Image point annotation entries:
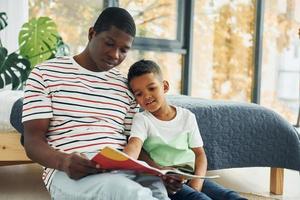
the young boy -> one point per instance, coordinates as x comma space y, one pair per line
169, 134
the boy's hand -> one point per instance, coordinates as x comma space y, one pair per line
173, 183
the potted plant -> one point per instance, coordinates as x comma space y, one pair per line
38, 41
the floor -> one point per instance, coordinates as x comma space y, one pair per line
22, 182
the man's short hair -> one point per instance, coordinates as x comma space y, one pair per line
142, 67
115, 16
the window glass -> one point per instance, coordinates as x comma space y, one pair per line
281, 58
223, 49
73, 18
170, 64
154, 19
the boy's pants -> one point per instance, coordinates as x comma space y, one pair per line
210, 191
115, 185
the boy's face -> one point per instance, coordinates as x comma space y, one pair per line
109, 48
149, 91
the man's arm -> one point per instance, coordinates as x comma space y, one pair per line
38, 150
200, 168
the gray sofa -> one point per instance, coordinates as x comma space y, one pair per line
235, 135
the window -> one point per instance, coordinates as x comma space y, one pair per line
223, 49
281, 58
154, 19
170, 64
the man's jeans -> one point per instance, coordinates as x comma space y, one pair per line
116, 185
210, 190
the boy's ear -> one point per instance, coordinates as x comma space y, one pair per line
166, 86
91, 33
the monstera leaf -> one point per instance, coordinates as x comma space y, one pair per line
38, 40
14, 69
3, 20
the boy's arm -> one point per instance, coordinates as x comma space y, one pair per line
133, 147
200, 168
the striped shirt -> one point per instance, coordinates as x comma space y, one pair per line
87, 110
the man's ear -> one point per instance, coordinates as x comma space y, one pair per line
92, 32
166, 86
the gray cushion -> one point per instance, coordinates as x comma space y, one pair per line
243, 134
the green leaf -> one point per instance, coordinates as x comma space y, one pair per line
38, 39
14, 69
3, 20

### Goal
Skip every picture and transcribe the data above exactly.

### Complete answer
the young boy -> one point per instance, coordinates as x comma space y, one pair per line
169, 134
the boy's hand -> one point per instance, coordinates as x comma space y, one pair per line
173, 183
the potted plant -> one point per instance, coordinates as x comma space y, one pair per line
38, 41
the floor -> one point per instance, coordinates as x comma space y, one pair per line
22, 182
the man's short hair -> one point per instance, coordinates as x comma space y, one pair per line
142, 67
115, 16
the window glass -> one point per instance, coordinates as x comma space y, one pair per line
281, 58
223, 49
73, 18
170, 64
154, 19
the boy's pants -> one point per instance, coordinates as x comma space y, one pair per line
210, 191
115, 185
the boy's face -> one point per instance, coordinates as x comma space y, one pair per line
109, 48
149, 91
the man's arm -> one point per instance, coordinates as x comma space y, one pair per line
38, 150
200, 168
the gray sofa -> one point per instance, coordinates as x comma space y, one pair per line
235, 135
the window -> one point per instance, coordinates as x comma space y, one pair per line
223, 49
281, 58
154, 19
170, 64
the man's jeans -> one point per instance, coordinates as x comma space y, one pair per line
116, 185
210, 190
the boy's ear -> one point per instance, coordinates as x comma space y, one pair per line
166, 86
91, 33
the monstera leaf -> one point per instance, coordinates as x comma space y, one pair per line
38, 40
14, 69
3, 20
the boy's arm -> one point per instance, coordinates as x comma space y, one pair per line
133, 147
200, 168
the striped shirt -> one point per instance, coordinates as x comma space y, one pair per line
87, 110
the man's ear -> one point per instance, coordinates as x comma space y, one pair per line
92, 32
166, 86
the gray cushion -> one point per instance, coordinates as x comma space y, one pair per line
243, 134
the green leaf -> one point per instance, coordinates as x comma space y, one pair per line
38, 39
14, 69
3, 20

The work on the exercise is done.